# [Required work]
All of the entries below are to be copied without any alteration.

# [Entries shown]
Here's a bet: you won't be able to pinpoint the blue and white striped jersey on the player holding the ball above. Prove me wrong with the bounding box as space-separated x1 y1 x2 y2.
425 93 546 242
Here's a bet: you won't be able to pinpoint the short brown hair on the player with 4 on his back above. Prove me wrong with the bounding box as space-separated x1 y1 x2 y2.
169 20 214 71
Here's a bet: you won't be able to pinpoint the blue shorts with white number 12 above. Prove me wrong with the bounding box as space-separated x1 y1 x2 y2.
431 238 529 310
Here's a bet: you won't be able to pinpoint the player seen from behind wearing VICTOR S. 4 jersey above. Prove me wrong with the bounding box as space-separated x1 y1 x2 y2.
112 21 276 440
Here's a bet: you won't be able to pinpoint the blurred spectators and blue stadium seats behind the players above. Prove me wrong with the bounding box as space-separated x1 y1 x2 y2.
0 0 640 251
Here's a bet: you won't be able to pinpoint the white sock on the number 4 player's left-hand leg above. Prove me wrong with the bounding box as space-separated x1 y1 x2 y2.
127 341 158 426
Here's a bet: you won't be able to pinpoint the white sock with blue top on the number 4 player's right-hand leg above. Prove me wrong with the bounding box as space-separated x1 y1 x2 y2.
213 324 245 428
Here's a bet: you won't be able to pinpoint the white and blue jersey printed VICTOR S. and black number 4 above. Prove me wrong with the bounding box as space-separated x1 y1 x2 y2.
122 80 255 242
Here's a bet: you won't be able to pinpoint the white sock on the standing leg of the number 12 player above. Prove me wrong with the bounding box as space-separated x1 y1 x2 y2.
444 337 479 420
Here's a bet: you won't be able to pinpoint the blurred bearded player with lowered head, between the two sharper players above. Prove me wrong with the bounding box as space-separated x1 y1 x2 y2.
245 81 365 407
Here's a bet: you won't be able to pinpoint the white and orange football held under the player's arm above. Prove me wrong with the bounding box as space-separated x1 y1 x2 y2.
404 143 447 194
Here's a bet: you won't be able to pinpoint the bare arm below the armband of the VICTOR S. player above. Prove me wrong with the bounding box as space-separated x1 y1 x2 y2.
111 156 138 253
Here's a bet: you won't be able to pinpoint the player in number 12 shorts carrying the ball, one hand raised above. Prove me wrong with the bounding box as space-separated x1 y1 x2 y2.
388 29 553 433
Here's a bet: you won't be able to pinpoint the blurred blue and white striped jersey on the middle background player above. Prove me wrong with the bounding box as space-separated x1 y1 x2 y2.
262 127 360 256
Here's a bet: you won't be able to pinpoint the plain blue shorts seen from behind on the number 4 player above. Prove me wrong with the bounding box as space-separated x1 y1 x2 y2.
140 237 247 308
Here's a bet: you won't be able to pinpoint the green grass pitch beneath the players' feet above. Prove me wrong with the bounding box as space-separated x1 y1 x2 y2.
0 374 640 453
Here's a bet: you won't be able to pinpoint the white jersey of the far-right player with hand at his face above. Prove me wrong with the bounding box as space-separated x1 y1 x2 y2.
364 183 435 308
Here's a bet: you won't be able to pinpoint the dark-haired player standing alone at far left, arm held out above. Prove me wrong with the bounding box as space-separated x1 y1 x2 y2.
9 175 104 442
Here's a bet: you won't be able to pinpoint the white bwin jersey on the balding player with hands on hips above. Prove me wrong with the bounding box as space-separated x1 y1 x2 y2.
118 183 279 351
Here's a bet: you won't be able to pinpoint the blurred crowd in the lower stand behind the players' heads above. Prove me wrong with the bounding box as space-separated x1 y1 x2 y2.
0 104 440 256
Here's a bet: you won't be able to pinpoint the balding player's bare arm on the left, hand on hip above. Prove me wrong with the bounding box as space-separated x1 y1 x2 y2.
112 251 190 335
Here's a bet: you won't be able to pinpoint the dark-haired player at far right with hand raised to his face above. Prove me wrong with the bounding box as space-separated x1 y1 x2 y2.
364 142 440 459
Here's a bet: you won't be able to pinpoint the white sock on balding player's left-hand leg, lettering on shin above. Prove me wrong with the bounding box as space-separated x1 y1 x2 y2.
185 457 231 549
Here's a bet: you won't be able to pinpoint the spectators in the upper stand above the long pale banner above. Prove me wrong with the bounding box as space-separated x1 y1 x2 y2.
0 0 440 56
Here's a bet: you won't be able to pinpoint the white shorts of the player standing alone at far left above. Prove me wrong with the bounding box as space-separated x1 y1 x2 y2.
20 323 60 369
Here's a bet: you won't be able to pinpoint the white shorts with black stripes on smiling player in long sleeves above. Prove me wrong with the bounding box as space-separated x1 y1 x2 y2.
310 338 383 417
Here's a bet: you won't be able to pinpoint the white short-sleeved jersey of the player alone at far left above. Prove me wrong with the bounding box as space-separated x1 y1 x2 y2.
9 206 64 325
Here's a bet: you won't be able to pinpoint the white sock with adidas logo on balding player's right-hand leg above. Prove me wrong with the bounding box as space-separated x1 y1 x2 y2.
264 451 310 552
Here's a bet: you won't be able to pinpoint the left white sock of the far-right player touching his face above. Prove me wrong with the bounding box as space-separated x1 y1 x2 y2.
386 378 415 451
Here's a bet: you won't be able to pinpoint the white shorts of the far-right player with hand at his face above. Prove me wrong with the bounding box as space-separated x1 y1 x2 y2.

# [Output for this exercise]
Here's a bet: you won't be able to pinpoint the blue and white striped jersey on the player holding the ball above. Prove me wrong with the bounding box as space-separated x1 y1 x2 y2.
425 93 546 242
Here's a bet: you won't be able to pinpoint the short brown hair on the player with 4 on his back above. Prove me wrong with the bounding box as space-separated x1 y1 x2 y2.
169 20 214 71
Here's a bet: you won't be able to pinpoint the blue shorts with white number 12 above. Prove me wrong with the bounding box as space-separated x1 y1 x2 y2.
431 238 529 310
Here's a bet: you won't be able to pinpoint the player seen from behind wearing VICTOR S. 4 jersey above. Prove me wrong with the bounding box as space-separated x1 y1 x2 y2.
112 21 276 440
Here's a bet: you won't be able to pinpoint the blurred spectators and blue stadium seats behind the players above. Prove me wrong with the bounding box as space-separated x1 y1 x2 y2.
0 0 640 251
Here's a bet: you won't be able to pinpoint the white sock on the number 4 player's left-hand leg above. Prove me wrong with the bounding box as space-separated x1 y1 x2 y2.
127 341 158 426
Here's a bet: you won't be able to pinpoint the white sock with blue top on the number 4 player's right-hand leg above. Prove me wrong with the bounding box as space-separated x1 y1 x2 y2.
213 324 245 428
Here's a bet: you won't be able to pinpoint the white and blue jersey printed VICTOR S. and black number 4 above. Prove me wrong with the bounding box as space-separated x1 y1 x2 y2.
122 80 255 242
Here's a bet: you won't be able to pinpoint the white sock on the standing leg of the number 12 player above. Prove me wrong with the bounding box as space-separated x1 y1 x2 y2.
444 337 479 420
Here's a bet: you won't be able to pinpoint the blurred bearded player with lowered head, between the two sharper players above. Prove me wrong with the bounding box as space-separated x1 y1 x2 y2.
245 81 365 407
Here's a bet: you won't be able to pinpoint the white and orange football held under the player's arm above. Prove me wrong with the bounding box as space-separated x1 y1 x2 y2.
404 143 447 194
Here's a bet: you won't be able to pinpoint the bare arm below the armband of the VICTOR S. player above. Prove me wrong with the bounding box as space-separated x1 y1 x2 y2.
111 156 138 253
Here's a bet: you won't be able to pinpoint the player in number 12 shorts carrying the ball, one hand raised above. Prove me wrong with the bounding box as space-separated x1 y1 x2 y2.
388 29 553 433
Here's a bet: you won't be able to pinpoint the blurred blue and white striped jersey on the middle background player above. Prove me wrong with the bounding box as space-separated x1 y1 x2 y2.
262 127 360 256
Here's a bet: you won't be able to pinpoint the plain blue shorts seen from behind on the number 4 player above. Prove me wrong with the bounding box as space-separated x1 y1 x2 y2.
140 237 247 308
Here's a bet: you won't be able to pinpoint the green grass pitch beneath the players' feet above. Prove me wrong with the bounding box as space-separated x1 y1 x2 y2.
0 374 640 453
Here's a bet: you won't be able to pinpoint the white jersey of the far-right player with hand at his face above. Prove me wrong with the bounding box as space-separated x1 y1 x2 y2.
364 183 435 308
Here's a bet: you won't be able to pinpoint the dark-haired player standing alone at far left, arm held out above. Prove me wrong with the bounding box as space-separated x1 y1 x2 y2.
9 175 104 442
Here's a bet: you won't be able to pinpoint the white bwin jersey on the balding player with hands on hips above. Prove me wrong with the bounding box as space-separated x1 y1 x2 y2.
118 183 279 351
Here's a bet: you won't be able to pinpoint the blurred crowd in the lower stand behind the players' heads above. Prove me wrong with the bounding box as space-separated x1 y1 x2 y2.
0 104 440 256
Here's a bet: you won't be able to pinpoint the balding player's bare arm on the left, hand on hip above. Prove me wrong with the bounding box as space-separated x1 y1 x2 y2.
112 251 190 335
Here's a bet: you won't be able to pinpoint the dark-haired player at far right with hand raised to his face above. Prove me wrong with the bounding box as space-separated x1 y1 x2 y2.
364 142 440 459
Here's a bet: you won't be able to pinpoint the white sock on balding player's left-hand leg, lettering on shin above. Prove me wrong with the bounding box as space-separated x1 y1 x2 y2.
185 457 231 549
Here's a bet: you won't be able to pinpoint the spectators in the upper stand above the long pale banner above. Prove me wrong with the bounding box as space-separated x1 y1 x2 y2.
0 0 440 56
Here's a bet: you won't be able to pinpoint the white shorts of the player standing alone at far left above. Prove me wrong with the bounding box as space-separated x1 y1 x2 y2.
20 323 60 369
Here's a bet: you won't be able to pinpoint the white shorts with black stripes on smiling player in long sleeves above. Prove me wrong with the bounding box as space-separated x1 y1 x2 y2.
310 338 383 417
Here's a bet: you won't be able to pinpoint the white short-sleeved jersey of the player alone at far left above. Prove me wrong with the bounding box as space-separated x1 y1 x2 y2.
9 206 64 325
Here's a bet: you won't be able to pinpoint the white sock with adidas logo on balding player's right-hand leg above. Prove me wrong with the bounding box as space-separated x1 y1 x2 y2.
264 451 310 552
Here's a bet: you won't be able to pinpoint the left white sock of the far-right player touching his face above. Prove me wrong with the bounding box as space-separated x1 y1 x2 y2.
386 378 415 451
Here's a bet: you won't be able to pinpoint the white shorts of the far-right player with hand at his face above. Prove me wrong with the bounding box as space-separated x1 y1 x2 y2.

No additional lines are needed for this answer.